▶ [TASK STATEMENT]: From the comment thread on lifespan below, reproduce verbatim the passage that begins with the words containing "You're not even" and ends with "now or later.".

▶ [TEXT SHOWN]:
- - -
It'd do well to remember that ethics is an end in itself of dubious value, here, with the means being a somewhat premature death of seven billion people and counting.
(Score: 0) by Anonymous Coward on Saturday October 10 2015, @04:38PM
What do you consider "premature"? Anything before 120 years? Dying at all? Average lifespan has been increasing for a long time due to discoveries in medicine and other areas, but there's no guarantee that its even possible to make everyone live to 120 because we don't even know why some people live that long, and if its due to things like exercise, diet, and avoiding substances which harm one's body like alcohol and tobacco, ie personal choices, then no amount of medical advances will matter, some people will continue smoking and drinking themselves to an early death, unless you're proposing continuing prohibition indefinitely "for their own good". If its due to winning the genetics lottery, what, forced genetic modification? All the knowledge and advances in the world don't matter unless you're planning for everyone to be slaves. The idea that dying of natural causes earlier than another person's naturally-caused death is "premature" is ridiculous.
(Score: 1) by khallow on Saturday October 10 2015, @10:25PM
What do you consider "premature"?
None of us know. But I think a better approach could probably double human lifespan in a human lifespan.
Average lifespan has been increasing for a long time due to discoveries in medicine and other areas, but there's no guarantee that its even possible to make everyone live to 120 because we don't even know why some people live that long, and if its due to things like exercise, diet, and avoiding substances which harm one's body like alcohol and tobacco, ie personal choices, then no amount of medical advances will matter, some people will continue smoking and drinking themselves to an early death, unless you're proposing continuing prohibition indefinitely "for their own good".
This is an example of thinking that might be obsoleted in a century or two. Diet, exercise, and those modestly negative lifestyle choices probably are things that we could engineer the human body to do without such an active effort from us (and without such little gain for the effort involved!).
If its due to winning the genetics lottery, what, forced genetic modification?
Or unforced genetic modification.
All the knowledge and advances in the world don't matter unless you're planning for everyone to be slaves.
You're free to revert to a traditional primate lifestyle with all the non-slavery you think you'll be able to get with that. But if we're going to have all this knowledge and all these advances anyway, then let's use them in a timely manner rather than being idiots about it.
The idea that dying of natural causes earlier than another person's naturally-caused death is "premature" is ridiculous.
You're not even wrong. I think eventually we could naturally live to millions of years rather than less than a century - which is a hell of a lot of lifespan to throw away. But it'll take profound medical and engineering developments to get to that point. Further, current aging is horrible and a huge drain of our resources. Premature death is a real problem here and one which we could change profoundly. Further, hindering medical developments is not a one time thing, but a process that will continue indefinitely, unless we do something about it, now or later.
And as I noted earlier, when we place such huge hurdles in the way of ethical research, then that creates a huge incentive to do unethical research. This is a huge trap of modern medical ethics and regulation that has yet to be addressed.
- - -
▶ [INPUT DATA]:
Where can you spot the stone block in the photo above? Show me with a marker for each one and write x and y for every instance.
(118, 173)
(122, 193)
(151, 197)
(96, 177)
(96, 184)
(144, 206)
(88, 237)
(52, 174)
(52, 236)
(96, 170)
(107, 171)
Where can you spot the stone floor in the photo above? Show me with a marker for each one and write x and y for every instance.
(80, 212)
- - -
▶ [RESPONSE]:
You're not even wrong. I think eventually we could naturally live to millions of years rather than less than a century - which is a hell of a lot of lifespan to throw away. But it'll take profound medical and engineering developments to get to that point. Further, current aging is horrible and a huge drain of our resources. Premature death is a real problem here and one which we could change profoundly. Further, hindering medical developments is not a one time thing, but a process that will continue indefinitely, unless we do something about it, now or later.